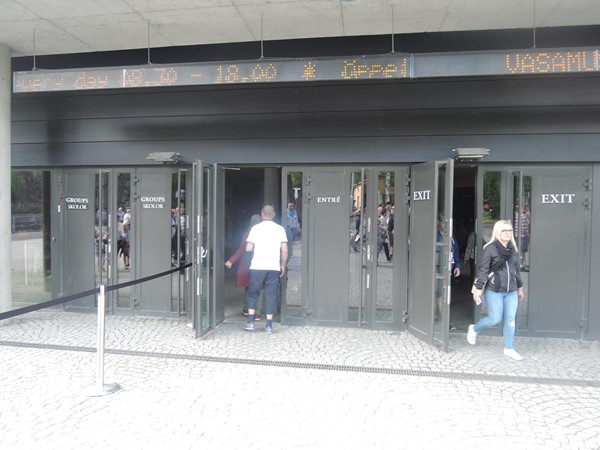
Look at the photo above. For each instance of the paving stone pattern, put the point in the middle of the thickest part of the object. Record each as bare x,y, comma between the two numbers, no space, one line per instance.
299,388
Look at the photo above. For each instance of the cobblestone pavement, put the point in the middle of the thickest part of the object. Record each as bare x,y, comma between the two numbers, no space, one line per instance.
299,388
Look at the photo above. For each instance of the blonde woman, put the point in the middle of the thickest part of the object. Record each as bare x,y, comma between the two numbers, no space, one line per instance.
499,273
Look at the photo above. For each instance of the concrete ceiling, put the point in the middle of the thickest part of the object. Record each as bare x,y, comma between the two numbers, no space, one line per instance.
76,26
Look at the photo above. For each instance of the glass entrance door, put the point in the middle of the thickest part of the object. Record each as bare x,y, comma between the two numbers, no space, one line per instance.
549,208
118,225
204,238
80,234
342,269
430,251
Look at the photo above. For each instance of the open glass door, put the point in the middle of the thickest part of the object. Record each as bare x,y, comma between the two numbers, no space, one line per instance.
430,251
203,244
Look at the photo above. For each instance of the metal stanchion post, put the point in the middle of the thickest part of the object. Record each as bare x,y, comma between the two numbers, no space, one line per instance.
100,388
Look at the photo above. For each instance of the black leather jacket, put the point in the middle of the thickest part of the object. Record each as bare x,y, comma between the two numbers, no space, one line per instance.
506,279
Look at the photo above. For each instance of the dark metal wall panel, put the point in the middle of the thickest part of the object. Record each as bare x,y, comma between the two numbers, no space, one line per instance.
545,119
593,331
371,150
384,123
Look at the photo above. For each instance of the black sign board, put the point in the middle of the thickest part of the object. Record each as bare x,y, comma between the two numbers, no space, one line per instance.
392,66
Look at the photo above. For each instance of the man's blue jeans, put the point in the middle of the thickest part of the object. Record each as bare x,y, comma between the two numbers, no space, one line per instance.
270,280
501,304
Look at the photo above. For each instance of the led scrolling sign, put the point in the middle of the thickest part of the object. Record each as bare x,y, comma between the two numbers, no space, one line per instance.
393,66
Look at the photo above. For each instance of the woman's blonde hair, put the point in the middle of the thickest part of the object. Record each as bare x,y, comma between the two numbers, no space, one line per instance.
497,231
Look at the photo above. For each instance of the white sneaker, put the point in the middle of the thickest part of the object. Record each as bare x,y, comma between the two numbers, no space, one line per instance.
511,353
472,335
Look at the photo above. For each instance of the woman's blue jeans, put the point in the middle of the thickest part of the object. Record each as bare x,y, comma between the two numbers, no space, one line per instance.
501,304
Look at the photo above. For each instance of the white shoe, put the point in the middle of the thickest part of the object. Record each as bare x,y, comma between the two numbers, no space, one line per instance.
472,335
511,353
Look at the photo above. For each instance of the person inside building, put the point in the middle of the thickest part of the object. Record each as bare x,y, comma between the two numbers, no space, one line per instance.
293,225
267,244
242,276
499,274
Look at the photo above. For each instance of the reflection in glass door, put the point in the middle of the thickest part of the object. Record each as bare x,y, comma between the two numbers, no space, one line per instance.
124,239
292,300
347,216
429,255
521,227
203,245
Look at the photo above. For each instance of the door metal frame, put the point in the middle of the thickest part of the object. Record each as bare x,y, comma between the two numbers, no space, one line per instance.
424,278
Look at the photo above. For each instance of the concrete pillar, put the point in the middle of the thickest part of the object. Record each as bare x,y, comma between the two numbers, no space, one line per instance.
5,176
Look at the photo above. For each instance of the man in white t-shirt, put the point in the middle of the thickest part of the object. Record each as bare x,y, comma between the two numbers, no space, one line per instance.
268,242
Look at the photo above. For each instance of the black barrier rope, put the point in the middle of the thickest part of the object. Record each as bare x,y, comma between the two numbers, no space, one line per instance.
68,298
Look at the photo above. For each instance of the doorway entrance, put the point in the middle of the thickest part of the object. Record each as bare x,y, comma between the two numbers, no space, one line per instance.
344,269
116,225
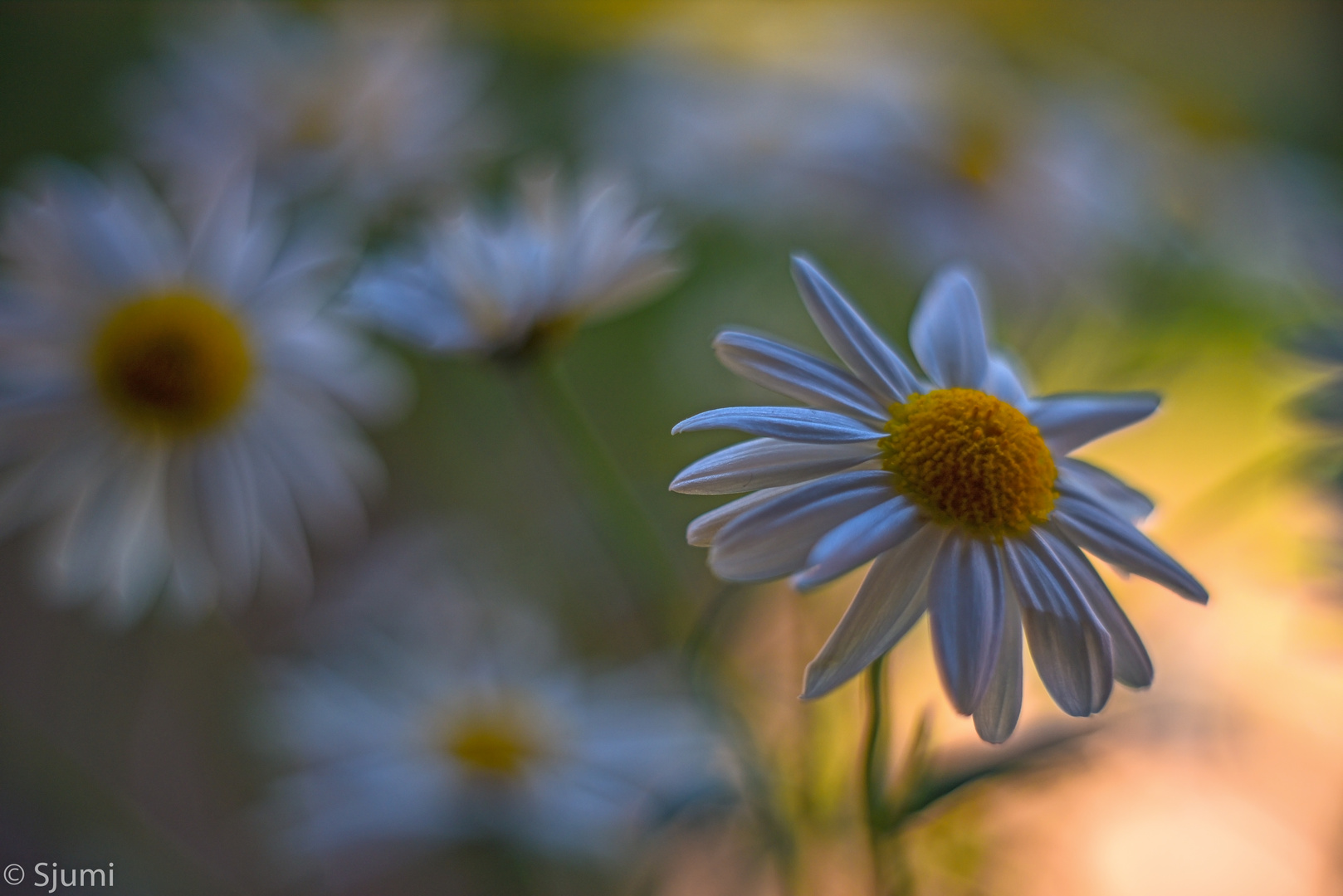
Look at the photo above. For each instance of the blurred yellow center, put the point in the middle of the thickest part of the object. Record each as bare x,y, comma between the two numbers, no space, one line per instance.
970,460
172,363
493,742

::::

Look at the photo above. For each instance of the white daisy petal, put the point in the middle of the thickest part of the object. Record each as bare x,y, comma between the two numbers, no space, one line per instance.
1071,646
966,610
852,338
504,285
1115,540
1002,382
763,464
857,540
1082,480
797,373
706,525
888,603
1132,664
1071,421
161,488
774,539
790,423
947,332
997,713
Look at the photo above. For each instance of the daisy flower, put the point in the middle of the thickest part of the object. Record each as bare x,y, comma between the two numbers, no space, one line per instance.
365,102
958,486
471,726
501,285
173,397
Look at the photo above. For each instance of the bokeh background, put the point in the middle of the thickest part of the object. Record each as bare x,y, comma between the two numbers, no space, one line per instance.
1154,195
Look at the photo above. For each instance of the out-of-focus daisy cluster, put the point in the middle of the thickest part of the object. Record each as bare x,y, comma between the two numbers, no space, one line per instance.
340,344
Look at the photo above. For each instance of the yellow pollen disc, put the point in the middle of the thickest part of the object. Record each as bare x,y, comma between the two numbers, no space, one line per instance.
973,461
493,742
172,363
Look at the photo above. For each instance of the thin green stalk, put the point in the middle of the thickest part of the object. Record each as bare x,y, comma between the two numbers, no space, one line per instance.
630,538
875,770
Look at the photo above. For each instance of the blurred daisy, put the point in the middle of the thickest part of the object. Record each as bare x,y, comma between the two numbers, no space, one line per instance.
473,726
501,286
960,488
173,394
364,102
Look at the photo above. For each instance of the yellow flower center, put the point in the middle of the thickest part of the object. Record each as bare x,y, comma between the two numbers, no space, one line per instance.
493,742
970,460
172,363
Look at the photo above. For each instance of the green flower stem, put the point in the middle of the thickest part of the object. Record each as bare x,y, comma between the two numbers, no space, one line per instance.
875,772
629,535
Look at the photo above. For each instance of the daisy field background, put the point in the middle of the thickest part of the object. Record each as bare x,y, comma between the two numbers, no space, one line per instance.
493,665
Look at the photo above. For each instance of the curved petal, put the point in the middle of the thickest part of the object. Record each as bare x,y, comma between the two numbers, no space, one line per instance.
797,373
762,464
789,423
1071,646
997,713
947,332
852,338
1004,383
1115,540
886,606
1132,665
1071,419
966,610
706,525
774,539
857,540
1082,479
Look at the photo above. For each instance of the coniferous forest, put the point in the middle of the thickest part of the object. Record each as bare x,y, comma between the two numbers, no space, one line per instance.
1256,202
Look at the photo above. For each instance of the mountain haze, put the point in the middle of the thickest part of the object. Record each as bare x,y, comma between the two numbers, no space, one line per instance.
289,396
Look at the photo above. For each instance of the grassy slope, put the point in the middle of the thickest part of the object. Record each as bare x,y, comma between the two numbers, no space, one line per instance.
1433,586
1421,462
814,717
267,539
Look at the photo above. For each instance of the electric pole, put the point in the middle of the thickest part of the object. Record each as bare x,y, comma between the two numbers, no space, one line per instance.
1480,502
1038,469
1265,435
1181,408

::::

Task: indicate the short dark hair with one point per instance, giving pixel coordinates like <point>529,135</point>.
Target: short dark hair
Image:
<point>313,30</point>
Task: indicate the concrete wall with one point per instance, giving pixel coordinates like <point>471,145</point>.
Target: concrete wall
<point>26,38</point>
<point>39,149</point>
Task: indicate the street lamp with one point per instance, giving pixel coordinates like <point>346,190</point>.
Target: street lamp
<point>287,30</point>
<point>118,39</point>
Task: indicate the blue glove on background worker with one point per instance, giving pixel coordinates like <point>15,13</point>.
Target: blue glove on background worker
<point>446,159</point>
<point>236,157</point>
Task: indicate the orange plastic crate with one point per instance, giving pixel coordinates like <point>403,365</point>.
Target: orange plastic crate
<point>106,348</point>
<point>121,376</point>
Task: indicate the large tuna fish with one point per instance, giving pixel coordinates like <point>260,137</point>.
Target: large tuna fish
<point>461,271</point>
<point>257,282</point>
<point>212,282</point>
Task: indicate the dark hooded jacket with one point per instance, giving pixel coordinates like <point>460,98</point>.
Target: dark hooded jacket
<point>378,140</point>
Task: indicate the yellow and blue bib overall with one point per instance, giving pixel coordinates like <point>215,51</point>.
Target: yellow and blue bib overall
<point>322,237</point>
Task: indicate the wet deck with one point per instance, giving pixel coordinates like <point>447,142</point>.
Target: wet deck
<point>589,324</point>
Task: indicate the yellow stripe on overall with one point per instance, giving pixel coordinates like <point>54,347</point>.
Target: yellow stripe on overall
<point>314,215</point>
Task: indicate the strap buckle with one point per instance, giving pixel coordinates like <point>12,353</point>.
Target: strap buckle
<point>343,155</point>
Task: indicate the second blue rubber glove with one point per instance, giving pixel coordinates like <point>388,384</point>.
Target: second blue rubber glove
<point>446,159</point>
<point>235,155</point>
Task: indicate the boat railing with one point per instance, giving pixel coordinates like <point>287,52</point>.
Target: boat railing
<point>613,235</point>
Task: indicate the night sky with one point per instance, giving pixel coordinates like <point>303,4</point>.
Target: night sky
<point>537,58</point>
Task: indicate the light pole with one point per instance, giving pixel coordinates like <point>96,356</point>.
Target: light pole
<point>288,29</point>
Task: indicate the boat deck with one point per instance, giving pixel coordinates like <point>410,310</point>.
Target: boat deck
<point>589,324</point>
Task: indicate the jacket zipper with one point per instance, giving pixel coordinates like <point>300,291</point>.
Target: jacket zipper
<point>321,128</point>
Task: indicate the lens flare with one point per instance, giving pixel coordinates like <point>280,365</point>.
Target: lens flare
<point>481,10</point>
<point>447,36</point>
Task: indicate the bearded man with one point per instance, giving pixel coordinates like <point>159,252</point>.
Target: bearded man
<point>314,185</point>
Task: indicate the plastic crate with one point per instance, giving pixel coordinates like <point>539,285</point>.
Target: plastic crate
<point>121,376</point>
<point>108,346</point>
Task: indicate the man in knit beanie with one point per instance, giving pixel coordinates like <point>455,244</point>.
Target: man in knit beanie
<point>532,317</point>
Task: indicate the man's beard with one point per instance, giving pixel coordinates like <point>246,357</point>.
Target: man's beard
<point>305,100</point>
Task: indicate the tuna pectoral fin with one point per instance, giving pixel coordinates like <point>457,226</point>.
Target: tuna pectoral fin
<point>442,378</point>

::::

> What the exercise asks: Reply with one number: the count of lines in the entries that include the word "short".

> Output: 2